Gönderen: 30 kasim 2019 Saat 00:16 | Kayıtlı IP
|
|
|
Naci Çelik Arşivi:
KUR'AN KENDİNDEN ÖNCEKİ KİTAPLARI DOĞRULAMAZ
İslam alimlerinin çok önemli bir yanılgısı da, Kur'anın kendinden önceki kitapları tasdik ettiğini zannetmeleridir.
İslam alimlerinin bu yanılgısı, Tükiyeli gençler arasında artan Kur'an okuruna orantılı olarak, İncil, Tevrat ve mukaddes kitap okurlarını da artırmaktadır.
Türkiyeli gençler arasında, İncil, Tevrat ve Mukaddes kitap gibi kitapların okunmasından, hatta bir çok Türk gencinin hiristiyan veya yahova şahidi olmasından ben şahsen hiç rahatsız değilim.Çünkü bana göre, ne şeklinde olursa olsun, içinde Allah ve ahiret inancını barındıran her türlü inanç, esas itibariyle İslamdır. (Bak: Allah'a ve Ahiret'e İnanan Herkes Müslümandır, başlıklı bölüm.
Ancak ben bir yanlış anlamadan dolayı Kur'an a çok büyük haksızlık edildiğine, Kur'an'ın hakkının verilmediğine inanıyorum.
Sana Kitabı gerçek ile ve kendinden öncekini doğrulayıcı olarak indirdi. Tevrat ve İncil'i de indirmişti. 3/3 S. Ateş çevirisi.
Kur'an'da, 16 ayrı yerde, yani tekrar tekrar geçen ve genel olarak yukarda verdiğimiz gibi anlaşılıp, anlamlandırılan ayetin anlamın da, daha ilk bakışta büyük bir mantık hatası olduğu anlaşılmaktadır.
Çünkü, Kur'an kendinden önceki kitapları doğrulayacak olsaydı, Kur'an'a gerek kalmazdı. Ayetin orijinalinde böyle bir mantık hatası olamayacağına göre, geriye tek bir ihtimal kalıyor. Her türlü mantıksızlığı mantık edinmiş bulunan zavallı islâm alimlerinin yanlış anlaması.
Kendisinde en küçük bir çelişki olmadığına inandığımız Kur'an'ın, bu ve buna benzer ayetlerinden alınan mesajın doğru olmadığı, ayete yüklenen anlamla, aşağıda vereceğimiz ayet ve bezeri ayetlere verilen anlamların, çelişmesinden de anlaşılmaktadır.

Verilen Bilgiler.
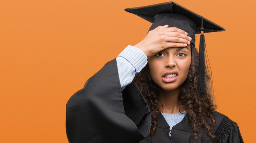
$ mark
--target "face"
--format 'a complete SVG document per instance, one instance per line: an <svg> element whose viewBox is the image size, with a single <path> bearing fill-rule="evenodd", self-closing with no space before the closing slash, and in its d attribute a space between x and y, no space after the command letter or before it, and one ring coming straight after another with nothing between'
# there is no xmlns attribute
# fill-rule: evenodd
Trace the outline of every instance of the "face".
<svg viewBox="0 0 256 143"><path fill-rule="evenodd" d="M174 90L187 76L191 63L190 45L167 48L148 59L150 76L162 89Z"/></svg>

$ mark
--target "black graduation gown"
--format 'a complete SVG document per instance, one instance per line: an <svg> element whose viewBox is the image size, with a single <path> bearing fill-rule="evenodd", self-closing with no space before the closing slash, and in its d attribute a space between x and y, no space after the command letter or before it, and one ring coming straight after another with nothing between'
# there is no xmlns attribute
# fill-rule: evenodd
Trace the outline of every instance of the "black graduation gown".
<svg viewBox="0 0 256 143"><path fill-rule="evenodd" d="M214 113L220 143L243 142L237 125ZM66 131L70 143L188 143L193 133L186 115L173 127L160 115L156 133L149 135L151 113L135 83L122 92L116 60L107 63L69 100L66 108ZM212 142L199 137L198 143Z"/></svg>

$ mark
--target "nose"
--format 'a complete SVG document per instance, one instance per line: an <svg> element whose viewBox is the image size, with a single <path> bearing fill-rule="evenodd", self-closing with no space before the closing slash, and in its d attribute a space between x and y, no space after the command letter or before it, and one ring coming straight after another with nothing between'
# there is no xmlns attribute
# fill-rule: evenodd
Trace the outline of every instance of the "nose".
<svg viewBox="0 0 256 143"><path fill-rule="evenodd" d="M166 68L172 68L176 66L176 62L174 57L169 56L166 59L165 67Z"/></svg>

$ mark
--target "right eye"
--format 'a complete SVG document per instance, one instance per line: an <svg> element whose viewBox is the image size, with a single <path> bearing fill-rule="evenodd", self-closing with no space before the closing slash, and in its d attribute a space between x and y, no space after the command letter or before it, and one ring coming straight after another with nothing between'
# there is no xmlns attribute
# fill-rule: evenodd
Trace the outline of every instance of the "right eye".
<svg viewBox="0 0 256 143"><path fill-rule="evenodd" d="M164 55L163 55L163 54L161 52L159 52L158 53L157 53L155 55L157 56L164 56Z"/></svg>

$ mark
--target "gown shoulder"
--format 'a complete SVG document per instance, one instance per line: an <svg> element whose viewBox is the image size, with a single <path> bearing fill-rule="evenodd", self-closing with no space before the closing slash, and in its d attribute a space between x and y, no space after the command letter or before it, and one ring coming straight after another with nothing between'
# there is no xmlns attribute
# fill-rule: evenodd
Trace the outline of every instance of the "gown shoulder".
<svg viewBox="0 0 256 143"><path fill-rule="evenodd" d="M239 127L235 122L217 111L213 115L216 121L215 135L219 143L244 143Z"/></svg>

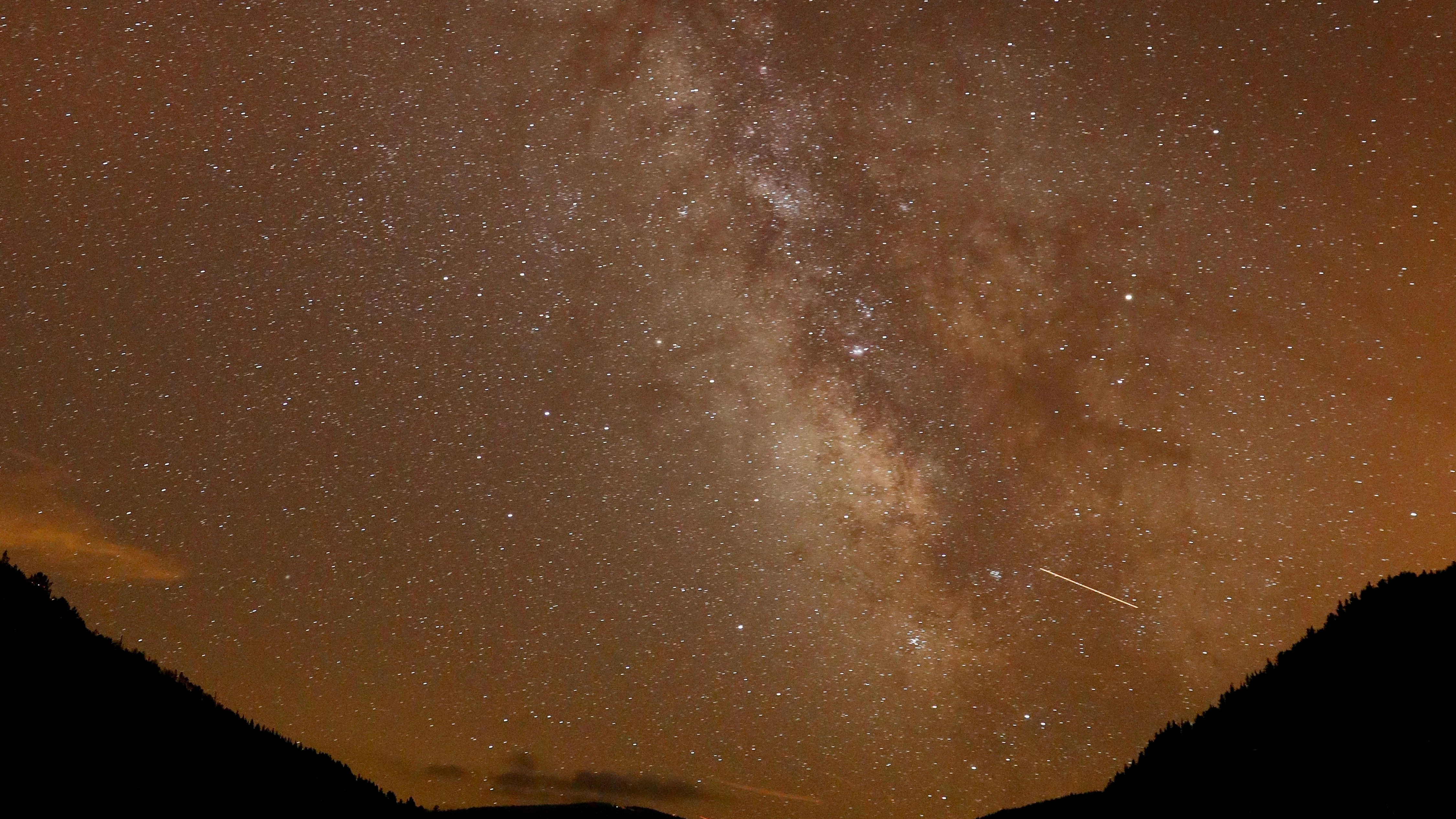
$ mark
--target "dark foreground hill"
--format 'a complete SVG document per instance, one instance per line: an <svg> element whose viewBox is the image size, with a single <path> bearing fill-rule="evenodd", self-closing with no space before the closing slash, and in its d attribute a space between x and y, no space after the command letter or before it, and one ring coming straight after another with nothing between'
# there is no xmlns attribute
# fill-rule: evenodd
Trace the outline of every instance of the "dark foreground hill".
<svg viewBox="0 0 1456 819"><path fill-rule="evenodd" d="M993 813L1456 816L1456 564L1351 596L1102 791Z"/></svg>
<svg viewBox="0 0 1456 819"><path fill-rule="evenodd" d="M326 753L224 708L86 628L0 557L0 815L415 816ZM670 819L610 804L475 807L480 819Z"/></svg>

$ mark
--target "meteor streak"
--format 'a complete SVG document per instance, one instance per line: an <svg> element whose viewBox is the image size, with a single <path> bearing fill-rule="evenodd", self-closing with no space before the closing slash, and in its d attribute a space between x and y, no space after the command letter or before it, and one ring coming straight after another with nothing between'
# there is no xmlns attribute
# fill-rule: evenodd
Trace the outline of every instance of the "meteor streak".
<svg viewBox="0 0 1456 819"><path fill-rule="evenodd" d="M1041 568L1041 567L1037 567L1037 568L1038 568L1040 571L1045 571L1047 574L1050 574L1050 576L1053 576L1053 577L1061 577L1060 574L1057 574L1056 571L1051 571L1050 568ZM1063 580L1066 580L1067 583L1073 583L1073 584L1076 584L1076 586L1082 586L1082 587L1083 587L1083 589L1086 589L1088 592L1096 592L1096 589L1093 589L1093 587L1088 586L1086 583L1077 583L1076 580L1073 580L1073 579L1070 579L1070 577L1061 577L1061 579L1063 579ZM1124 600L1123 597L1114 597L1112 595L1108 595L1107 592L1096 592L1096 593L1098 593L1098 595L1102 595L1104 597L1107 597L1107 599L1109 599L1109 600L1117 600L1117 602L1123 603L1124 606L1131 606L1131 608L1134 608L1134 609L1137 608L1137 606L1134 606L1133 603L1128 603L1127 600Z"/></svg>

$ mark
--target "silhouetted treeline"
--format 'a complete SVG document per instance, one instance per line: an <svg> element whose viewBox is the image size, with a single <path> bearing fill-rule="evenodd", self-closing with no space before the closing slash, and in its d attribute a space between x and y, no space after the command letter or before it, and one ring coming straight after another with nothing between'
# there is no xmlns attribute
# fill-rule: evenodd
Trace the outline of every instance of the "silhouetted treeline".
<svg viewBox="0 0 1456 819"><path fill-rule="evenodd" d="M1102 791L997 813L1456 815L1456 564L1366 586Z"/></svg>
<svg viewBox="0 0 1456 819"><path fill-rule="evenodd" d="M326 753L253 724L86 628L0 558L0 813L412 813Z"/></svg>
<svg viewBox="0 0 1456 819"><path fill-rule="evenodd" d="M86 628L0 555L0 816L414 816L328 753L224 708ZM499 819L654 819L603 803L475 807Z"/></svg>

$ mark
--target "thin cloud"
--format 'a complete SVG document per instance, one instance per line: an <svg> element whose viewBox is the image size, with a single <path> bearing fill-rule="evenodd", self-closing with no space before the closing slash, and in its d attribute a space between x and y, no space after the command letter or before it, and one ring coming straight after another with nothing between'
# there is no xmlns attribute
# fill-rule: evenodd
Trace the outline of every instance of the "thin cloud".
<svg viewBox="0 0 1456 819"><path fill-rule="evenodd" d="M86 581L169 581L173 561L119 544L55 491L60 469L36 458L0 450L0 549L17 564Z"/></svg>
<svg viewBox="0 0 1456 819"><path fill-rule="evenodd" d="M563 777L542 771L536 761L521 753L511 768L495 774L491 781L499 787L524 793L594 794L614 799L711 799L693 781L654 774L619 774L614 771L577 771Z"/></svg>

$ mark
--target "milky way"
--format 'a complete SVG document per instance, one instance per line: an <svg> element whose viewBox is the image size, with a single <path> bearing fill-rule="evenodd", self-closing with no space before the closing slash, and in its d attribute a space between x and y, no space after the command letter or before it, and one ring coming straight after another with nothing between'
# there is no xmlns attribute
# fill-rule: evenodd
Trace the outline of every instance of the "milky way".
<svg viewBox="0 0 1456 819"><path fill-rule="evenodd" d="M1115 6L10 13L0 539L425 804L1099 787L1456 558L1456 12Z"/></svg>

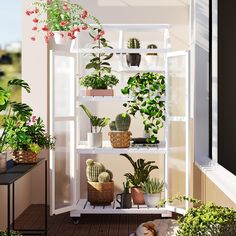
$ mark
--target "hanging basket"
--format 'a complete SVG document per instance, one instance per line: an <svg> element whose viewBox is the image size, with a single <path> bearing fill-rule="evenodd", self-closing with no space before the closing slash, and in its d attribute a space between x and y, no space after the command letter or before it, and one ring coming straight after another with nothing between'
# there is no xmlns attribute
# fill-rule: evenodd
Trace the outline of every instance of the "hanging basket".
<svg viewBox="0 0 236 236"><path fill-rule="evenodd" d="M88 202L91 205L110 205L114 200L114 182L90 182L88 181Z"/></svg>
<svg viewBox="0 0 236 236"><path fill-rule="evenodd" d="M37 163L37 153L31 151L13 151L13 160L21 164L34 164Z"/></svg>
<svg viewBox="0 0 236 236"><path fill-rule="evenodd" d="M113 148L128 148L130 146L132 135L130 131L112 131L108 135Z"/></svg>

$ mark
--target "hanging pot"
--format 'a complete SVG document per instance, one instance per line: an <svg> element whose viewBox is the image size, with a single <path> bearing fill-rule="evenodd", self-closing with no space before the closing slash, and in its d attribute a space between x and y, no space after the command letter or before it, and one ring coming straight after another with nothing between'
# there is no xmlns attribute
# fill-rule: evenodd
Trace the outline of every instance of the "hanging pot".
<svg viewBox="0 0 236 236"><path fill-rule="evenodd" d="M126 61L128 66L139 66L141 62L141 54L129 53L126 55Z"/></svg>

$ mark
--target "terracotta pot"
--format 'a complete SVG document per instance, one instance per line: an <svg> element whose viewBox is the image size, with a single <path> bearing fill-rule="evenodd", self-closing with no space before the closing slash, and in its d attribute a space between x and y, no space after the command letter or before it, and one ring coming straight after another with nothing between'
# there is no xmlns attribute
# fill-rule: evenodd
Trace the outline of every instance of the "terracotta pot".
<svg viewBox="0 0 236 236"><path fill-rule="evenodd" d="M113 89L86 89L86 96L113 96Z"/></svg>
<svg viewBox="0 0 236 236"><path fill-rule="evenodd" d="M144 205L144 194L141 187L132 187L131 188L131 196L133 199L133 203L136 205Z"/></svg>

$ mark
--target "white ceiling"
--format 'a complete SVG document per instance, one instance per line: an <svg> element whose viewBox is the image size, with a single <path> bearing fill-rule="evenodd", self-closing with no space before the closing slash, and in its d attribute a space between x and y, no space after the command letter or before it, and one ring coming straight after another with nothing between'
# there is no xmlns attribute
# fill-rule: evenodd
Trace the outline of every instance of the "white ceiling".
<svg viewBox="0 0 236 236"><path fill-rule="evenodd" d="M131 7L173 7L188 6L190 0L98 0L99 6L131 6Z"/></svg>

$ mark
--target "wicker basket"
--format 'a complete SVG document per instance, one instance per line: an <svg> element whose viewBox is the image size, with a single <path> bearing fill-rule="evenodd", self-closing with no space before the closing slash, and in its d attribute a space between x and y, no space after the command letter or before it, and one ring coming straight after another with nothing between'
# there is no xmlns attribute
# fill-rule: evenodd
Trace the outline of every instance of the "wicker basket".
<svg viewBox="0 0 236 236"><path fill-rule="evenodd" d="M114 200L114 182L89 182L88 201L91 205L110 205Z"/></svg>
<svg viewBox="0 0 236 236"><path fill-rule="evenodd" d="M33 164L37 162L37 153L31 151L13 151L13 160L21 164Z"/></svg>
<svg viewBox="0 0 236 236"><path fill-rule="evenodd" d="M130 131L111 131L110 136L111 146L113 148L128 148L130 146Z"/></svg>

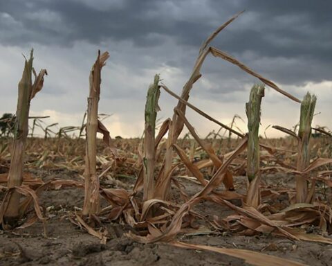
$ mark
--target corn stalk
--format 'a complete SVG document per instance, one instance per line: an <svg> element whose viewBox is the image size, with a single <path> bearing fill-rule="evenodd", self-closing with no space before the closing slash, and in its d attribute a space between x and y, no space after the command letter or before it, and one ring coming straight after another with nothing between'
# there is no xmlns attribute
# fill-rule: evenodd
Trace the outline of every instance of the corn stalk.
<svg viewBox="0 0 332 266"><path fill-rule="evenodd" d="M8 178L8 188L20 186L23 181L24 153L26 138L28 134L30 103L36 94L42 90L46 69L42 69L38 76L33 67L33 50L30 58L26 59L22 78L19 82L19 96L14 127L14 139L11 148L11 163ZM33 83L33 73L35 81ZM19 219L20 194L14 190L9 199L3 220L10 226L15 226Z"/></svg>
<svg viewBox="0 0 332 266"><path fill-rule="evenodd" d="M99 179L96 173L97 132L98 131L98 103L100 96L100 73L102 66L109 58L108 52L100 55L98 51L97 60L90 72L90 91L88 98L86 118L86 137L85 155L85 190L82 215L98 214L100 211Z"/></svg>
<svg viewBox="0 0 332 266"><path fill-rule="evenodd" d="M158 100L160 94L159 76L154 76L154 83L147 91L145 104L145 130L144 137L144 187L143 200L154 198L154 168L155 168L155 129L157 112L160 110Z"/></svg>
<svg viewBox="0 0 332 266"><path fill-rule="evenodd" d="M308 92L301 102L301 112L299 116L299 127L297 134L297 170L304 170L310 162L309 140L311 134L311 122L313 121L317 98ZM296 202L303 203L310 202L308 198L308 182L306 179L297 175L296 180Z"/></svg>
<svg viewBox="0 0 332 266"><path fill-rule="evenodd" d="M248 117L247 177L248 189L246 204L257 207L260 204L259 139L261 103L264 96L264 85L255 85L251 88L249 102L246 104Z"/></svg>

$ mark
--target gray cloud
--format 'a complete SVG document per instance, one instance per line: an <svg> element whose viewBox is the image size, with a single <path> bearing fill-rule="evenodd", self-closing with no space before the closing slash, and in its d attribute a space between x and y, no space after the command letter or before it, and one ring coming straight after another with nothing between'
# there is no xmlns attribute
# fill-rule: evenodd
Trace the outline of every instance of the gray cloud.
<svg viewBox="0 0 332 266"><path fill-rule="evenodd" d="M33 46L36 68L47 67L50 75L33 108L83 112L89 73L100 48L111 54L102 72L101 108L122 114L124 121L140 119L137 114L144 108L154 73L160 73L164 82L180 93L202 41L243 9L246 12L212 45L299 98L305 93L299 87L310 89L308 84L332 80L329 1L0 1L0 91L8 95L2 108L15 106L20 53L28 53ZM214 106L210 101L242 108L248 89L257 81L212 56L207 58L202 73L192 99L205 100L207 112ZM315 87L322 91L318 94L327 96L325 101L332 100L329 86L324 90ZM162 115L168 116L176 101L168 96L162 99ZM277 106L283 100L267 91L266 102Z"/></svg>

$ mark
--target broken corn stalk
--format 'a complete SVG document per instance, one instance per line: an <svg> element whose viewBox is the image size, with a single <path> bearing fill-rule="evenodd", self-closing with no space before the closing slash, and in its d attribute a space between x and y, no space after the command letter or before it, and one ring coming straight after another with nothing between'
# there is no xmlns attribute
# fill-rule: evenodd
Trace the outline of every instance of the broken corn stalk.
<svg viewBox="0 0 332 266"><path fill-rule="evenodd" d="M28 133L28 119L30 103L36 94L42 90L44 85L44 76L47 75L46 69L42 69L37 76L33 67L33 49L31 50L30 58L26 59L22 78L19 82L19 96L17 109L14 127L14 139L11 148L11 163L8 178L9 188L20 186L23 181L23 168L25 146ZM33 73L35 81L33 83ZM14 190L9 199L3 220L5 223L15 226L19 218L20 194Z"/></svg>
<svg viewBox="0 0 332 266"><path fill-rule="evenodd" d="M144 188L143 200L149 200L154 194L154 168L155 168L155 128L157 112L160 110L158 100L160 94L159 76L154 76L154 83L147 91L145 104L145 130L144 138Z"/></svg>
<svg viewBox="0 0 332 266"><path fill-rule="evenodd" d="M100 96L100 73L109 58L108 52L100 55L100 51L90 72L90 91L88 98L85 155L84 203L82 214L95 215L100 211L99 179L96 173L97 131L98 130L98 103Z"/></svg>
<svg viewBox="0 0 332 266"><path fill-rule="evenodd" d="M310 162L309 140L311 134L311 122L313 121L317 98L308 92L301 102L299 116L299 127L297 134L299 142L297 145L297 170L302 171ZM296 202L303 203L311 201L308 197L308 181L306 179L297 175L296 180Z"/></svg>
<svg viewBox="0 0 332 266"><path fill-rule="evenodd" d="M261 103L264 96L264 85L255 85L250 91L249 102L246 104L248 117L247 177L249 183L246 204L257 207L260 204L259 139Z"/></svg>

Yönergeler.
1) Kur'an ve önceki kitaplar konulu metne göre aşağıdaki ifadelerin doğru olup olmadığını evet ya da hayır ile belirtin, her birinde metinden belirleyici sözleri aynen aktarın.
(a) Yazar, Türk gençlerinin Hristiyan olmasından rahatsızlık duyuyor.
(b) Ele alınan ayet Kur'an'da 16 ayrı yerde geçiyor.
(c) Metinde verilen ayet S. Ateş çevirisinden alınmıştır.
2) Kur'an ve önceki kitaplar konulu metinde yazar, Kur'an kendinden önceki kitapları doğrulayacak olsaydı ne olacağını söylüyor?
3) Kur'an ve önceki kitaplar konulu metni son cümlesinden sonrasıyla sürdürün.

Cevap Anahtarı.
1)
(a) Hayır: "ben şahsen hiç rahatsız değilim"
(b) Evet: "Kur'an'da, 16 ayrı yerde, yani tekrar tekrar geçen"
(c) Evet: "3/3 S. Ateş çevirisi."

2) Kur'an'a gerek kalmazdı.

3)
Sözlerini bozdukları için onları lanetledik ve kalplerini katılaştırdık. Kelimeleri yerlerinden kaydırıyorlar 5/13 S. Ateş çevirisi.
Ayetin dikkat çektiği kelimelerin, herhalde yazılı kelimeleri de içermediği düşünülemez. Kelimeleri yerlerinden kaydırılmış bir kitap, tahrif edilmiş olmaz mı ?
Veya... Aşağıda vereceğimiz ayetin vurguladığı gibi, bazı hükümleri gizlenmiş bir kitap, amacından saptırılmış veya tahrifata uğramış sayılmaz mı?
Ey Kitap ehli, elçimiz size geldi. Kitaptan gizlediğiniz şeylerin çoğunu size açıklıyor... 5/15 S. Ateş çevirisi.
"Kelimeleri yerlerinden kaydırıyorlar"
Mütercimin, yerlerinden kaydırmak anlamını yüklediği tahrif kelimesi, Kur'an'dan tetkik edildiğinde, değiştirmeyi vurgulayan bir kelime olduğu anlaşılıyor. Ayet, kelimeleri yerlerinden kaydırıyorlar demiyor. Ayet açıkca, "Kelimeleri değiştirdiler" diyor.
Herhalde mütercim, iki ayet arasında bir çelişki sezmiş olacak ki, ayetin anlamını yumuşatma yoluna giderek, kelimeleri yerlerinden kaydırıyorlar, sanki, "kaydırmamış da olabilrler" gibi, bir anlam yüklemek zorunda kalıyor.
Sana kitabı gerçek ile ve kendinden öncekileri doğrulayıcı olarak indirdi... Konu başında verdiğimiz ve asıl konumuz olan bu ayet ve benzeri ayetleri, aşağıda vereceğimiz ayet ve benzeri ayetler, açık bir şekilde tefsir etmektedir.
De ki: Ey Kitap ehli, siz Tevrat'ı, İncil'i ve Rabbinizden sizi indirilieni uygulamadıkça bir esas üzerinde değilsiniz... 5/68 S. Ateş çevirisi.
Dikkat edilirse ayet, Tevrat ve İncil'i uygulamadıkça demiyor. Tevrat ve İncil de size indirileni uygulamadıkça diyor. Yani Tevrat ve İncil'deki orijinal vahiylere dikkat çekiyor. Tevrat ve İncil'in tümüne kefil olmuyor.
Bu ayet, bir önceki ayetten alınması gerek mesajı ve bir önceki ayette geçen, mütercimin doğrulayıcı anlamını yüklediği, musaddık kelimesinin orijinal anlamını da vurgulamaktadır.
Sana Kitabı gerçek ile ve kendinden öncekini doğrulayıcı (musaddigan) olarak indirdi...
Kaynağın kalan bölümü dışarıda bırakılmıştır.